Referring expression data

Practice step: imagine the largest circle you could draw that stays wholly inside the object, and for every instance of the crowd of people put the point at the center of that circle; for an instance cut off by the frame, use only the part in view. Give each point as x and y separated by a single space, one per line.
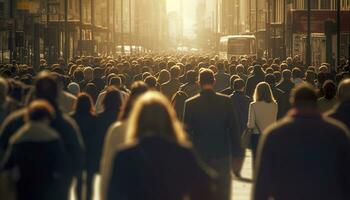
174 127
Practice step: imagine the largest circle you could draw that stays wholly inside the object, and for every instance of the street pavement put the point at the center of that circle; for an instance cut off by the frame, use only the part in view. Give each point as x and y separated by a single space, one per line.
240 189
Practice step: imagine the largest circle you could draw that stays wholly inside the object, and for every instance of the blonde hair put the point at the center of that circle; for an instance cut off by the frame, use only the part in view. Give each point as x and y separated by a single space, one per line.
153 114
263 93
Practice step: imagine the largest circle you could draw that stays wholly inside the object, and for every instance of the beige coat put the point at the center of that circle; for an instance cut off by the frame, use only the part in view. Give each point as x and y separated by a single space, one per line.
261 114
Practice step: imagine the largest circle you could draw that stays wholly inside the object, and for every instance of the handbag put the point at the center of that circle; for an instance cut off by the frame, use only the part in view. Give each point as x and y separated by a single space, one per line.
246 138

What this task involves =>
All of the records above should be returned exactly, though the pictures should not.

Solution =>
Practice step: imagine the largest circle you could draw that stays wholly inside the object, and for every instance of the crowd of people put the point at the center of that circle; for an instance cut off by the frame, use only the part in view. Give each point as x and y separated by a single space, one per line.
174 127
Practice step: imagine the largest circle you could draw that stays wholly inside the object, and for every instance of the street pavement put the point at the center of that circle; for an instance cut off by the frame, use only the part in view. Give each point as x and y separated by a single space, one per line.
240 189
Practice step: imagine the largest circle you could draw that stays wholly inside the object, and for every instance of the blonde hair put the point at the center of that circle; for an instance cut off by the frame, use only the part in view. Give each point as x and y separated by a single space, one per line.
153 114
263 93
Practice step: imagine the largest circle you could draw that stays wholly inside the object, and for every instance of the beige coat put the point at the center of that circle; for an instance cut off by the frame, use only the part in view. Give each point as x and y separated by a single space, one per line.
261 114
Practice step: imagine the largest circle you could draw that stays wholly inside the object, and for every instance of the handbag put the point at the center of that circle; for an instance cut off by the frame, use only the part in view. Give each point as x and y separated by a single space, one per line.
246 138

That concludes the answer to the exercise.